▶ **EXCERPT**
But if you run this code, you may notice it returns the maximum, not in 100% of cases. This is because we are storing four maximums between each portion of an array. So, only one of those four is the maximum. But how can we find the maximum among four numbers? Running a loop seems obvious but not effective enough…

We may use the shuffle intrinsic! That is, cycle-shifting vector three times and finding maximum between that shifted vector and its previous value. That will give us the maximum in all four positions of our vector.

Here is a better explanation:

If we want to cycle-shift a 4-number array, we use _mm_shuffle_ps intrisinc.

It takes 3 parameters: m1, m2, and mask. First two are four-word (four-number) packs. The mask consists of four numbers and shows which elements of pack m2 and which elements of pack m1 will form the result. This mask could be obtained using _MM_SHUFFLE(z, y, x, w) macro, which forms an integer according to the formula (z << 6) | (y << 4) | (x << 2) | w.

Given those definitions, the call m3 = _mm_shuffle_ps(m1, m2, _MM_SHUFFLE(z, y, x, w)) is equal to the formula m3 = (m2(z) << 6) | (m2(y) << 4) | (m1(x) << 2) | m1(w).

▶ **GOAL**
Retype the stretch of the SIMD maximum excerpt from "If we want to" through "(m1(x) << 2) | m1(w)." word for word.

▶ **GIVEN DATA**
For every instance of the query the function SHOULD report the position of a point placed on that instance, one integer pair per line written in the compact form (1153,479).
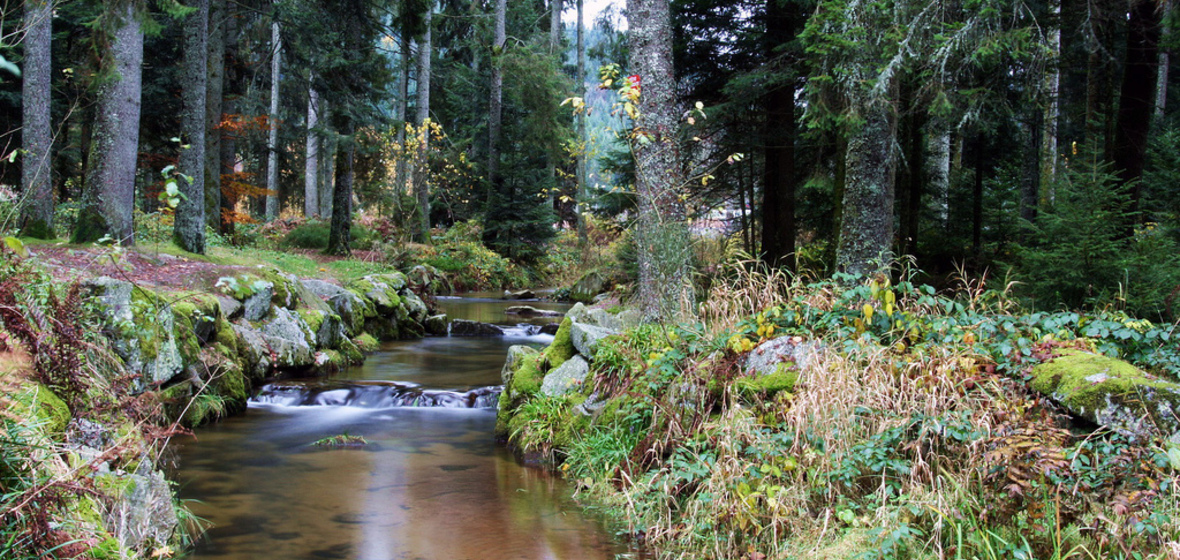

▶ **FULL SOLUTION**
If we want to cycle-shift a 4-number array, we use _mm_shuffle_ps intrisinc.

It takes 3 parameters: m1, m2, and mask. First two are four-word (four-number) packs. The mask consists of four numbers and shows which elements of pack m2 and which elements of pack m1 will form the result. This mask could be obtained using _MM_SHUFFLE(z, y, x, w) macro, which forms an integer according to the formula (z << 6) | (y << 4) | (x << 2) | w.

Given those definitions, the call m3 = _mm_shuffle_ps(m1, m2, _MM_SHUFFLE(z, y, x, w)) is equal to the formula m3 = (m2(z) << 6) | (m2(y) << 4) | (m1(x) << 2) | m1(w).